→ **Actions to take**:
- a) In the report on M. Gannal's preservation process, who signed as Reporter?
- b) Proceed with the report on M. Gannal's preservation process, starting from the point where it stops.

→ **Text block**:
The small volume which saline substances occupy, and the sea water,
which might serve to make the solution of the salts in any quantity as
soon as needed, would be circumstances favourable to the use of this
process.

In order to answer all these questions, it would be requisite to
multiply the experiments, to extend them during a much longer period,
and upon a very great number of subjects.

These experiments, directed in this spirit, would exact expenses which
we thought ought not to be imposed upon the author of the process for
the preservation of dead bodies, who has already been subjected to a
multiplicity of demands, for the reimbursement of which we propose an
indemnity from the Academy, without prejudice to the recompense which
M. Gannal may have a right to claim, when the experiments shall have
received that extension which we wish to be able to give them.

However this may be, we thought, in this provisionary report, that we
ought to call the attention of the Academy, and of superior authority,
to the process of preservation discovered by M. Gannal, and we manifest
the desire that a sum be awarded to him as an indemnification for
expenses already accrued, and in order to facilitate the means of
continuing his experiments on a large scale.

We shall add that this process of preservation may be very
advantageously applied to various cases of legal medicine.

_Paris, 16th June, 1835._

Signed, MM. Gueneau de Mussy,
        Dize,
        Roux,
        Sanson,
        Breschet, Reporter.

_Certified._--The perpetual Secretary of the Academy of Medicine.

Signed,      Pariset.


The first report of MM. the members of the commission named by the
Academy of Medicine was only provisionary; new facts were discovered to
enlighten the conscience of the judges; these facts were presented, and
the following report read to the Academy by M. Dize.

[Stored records]
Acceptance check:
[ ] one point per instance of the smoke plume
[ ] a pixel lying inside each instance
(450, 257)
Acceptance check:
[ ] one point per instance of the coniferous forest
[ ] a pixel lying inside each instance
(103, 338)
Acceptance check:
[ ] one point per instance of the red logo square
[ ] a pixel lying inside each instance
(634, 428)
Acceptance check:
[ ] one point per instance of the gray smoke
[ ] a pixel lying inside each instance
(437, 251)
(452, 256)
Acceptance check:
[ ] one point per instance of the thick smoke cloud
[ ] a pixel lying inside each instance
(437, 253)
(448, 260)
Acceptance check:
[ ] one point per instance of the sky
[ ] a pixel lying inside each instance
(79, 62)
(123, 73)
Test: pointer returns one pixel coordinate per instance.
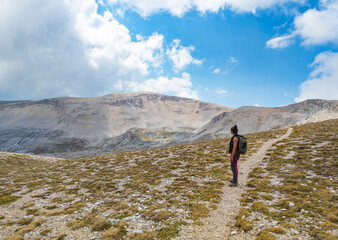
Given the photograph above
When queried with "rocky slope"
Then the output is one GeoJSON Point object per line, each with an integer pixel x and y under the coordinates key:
{"type": "Point", "coordinates": [111, 122]}
{"type": "Point", "coordinates": [256, 119]}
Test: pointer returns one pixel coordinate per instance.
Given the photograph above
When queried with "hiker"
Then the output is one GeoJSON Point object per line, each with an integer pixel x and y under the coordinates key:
{"type": "Point", "coordinates": [234, 155]}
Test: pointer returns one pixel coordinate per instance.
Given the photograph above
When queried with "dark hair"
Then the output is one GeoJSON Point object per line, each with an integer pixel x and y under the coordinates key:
{"type": "Point", "coordinates": [234, 129]}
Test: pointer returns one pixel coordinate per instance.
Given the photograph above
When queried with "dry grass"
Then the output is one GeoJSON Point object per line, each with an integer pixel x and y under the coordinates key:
{"type": "Point", "coordinates": [298, 188]}
{"type": "Point", "coordinates": [164, 188]}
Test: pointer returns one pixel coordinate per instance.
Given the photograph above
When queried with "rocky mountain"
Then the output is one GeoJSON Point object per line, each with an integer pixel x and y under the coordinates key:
{"type": "Point", "coordinates": [115, 122]}
{"type": "Point", "coordinates": [256, 119]}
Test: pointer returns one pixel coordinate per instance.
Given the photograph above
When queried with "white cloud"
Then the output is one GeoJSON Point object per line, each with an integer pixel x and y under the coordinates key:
{"type": "Point", "coordinates": [221, 91]}
{"type": "Point", "coordinates": [323, 80]}
{"type": "Point", "coordinates": [319, 26]}
{"type": "Point", "coordinates": [181, 87]}
{"type": "Point", "coordinates": [314, 27]}
{"type": "Point", "coordinates": [181, 56]}
{"type": "Point", "coordinates": [233, 60]}
{"type": "Point", "coordinates": [65, 48]}
{"type": "Point", "coordinates": [254, 5]}
{"type": "Point", "coordinates": [179, 7]}
{"type": "Point", "coordinates": [280, 42]}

→ **Answer section**:
- a) Breschet signed as Reporter.

- b)
    _Definitive report of the commission named by the Academy of
    Medicine, to examine the process of preserving dead bodies,
    presented by_ M. Gannal.

GENTLEMEN,--The Academy had formed a commission composed of MM.
Sanson, Gueneau de Mussy, Breschet, Roux, and Dize, to make known the
results of a process presented by M. Gannal, having for its object the
preservation of dead bodies destined for dissection.

Our honourable colleague, M. Breschet, presented, in a provisionary
report, the experiments which had been made, and the success obtained
by M. Gannal.

But the commission having expressed a desire to give more development
to trials which, after the important results already obtained, deserved
to fix the attention of the Academy, it proposed to him to multiply,
to vary the experiments, to extend them a longer time upon a greater
number of subjects.

But trials directed in this spirit, exact expenses; the commission did
not think it just to impose them upon the author of the process, who
had already multiplied expenses; in consequence it proposed to the
Academy to demand an indemnity of government for expenses already made,
and for the continuance of experiments, without any prejudice to the
recompense that M. Gannal would have a right to claim.

The Academy seconded the wishes of the commission; it obtained from
the minister of public instruction the sum necessary for covering all
expenses made, and for those to be made in the continuance of the
experiments.

M Gannal made a series of preliminary experiments, which served him
as so many starting points on the road to the discovery of the means
of preserving animal matters; these labours subsequently conducted to
the research of an antiseptic sufficiently powerful, which unites to
the property of preserving bodies, that of not altering the organic
tissues, and not too much weakening their natural colours, so important
to anatomical demonstrations.

We shall cite the most important experiments, so that you may be able
to appreciate the process which is proposed.

In the first place, acids in general modify the consistence of
animal matters; they produce disorganization in proportion to their
concentration; some diluted acids, for example, nitric acid at five
degrees, may serve when it is necessary to study the nervous system,
but then the bones lose their saline particles and are reduced to their
organic frame; the muscles are discolored and faded, as well as the
viscera; the nerves alone remain of a very remarkable mother-of-pearl whiteness.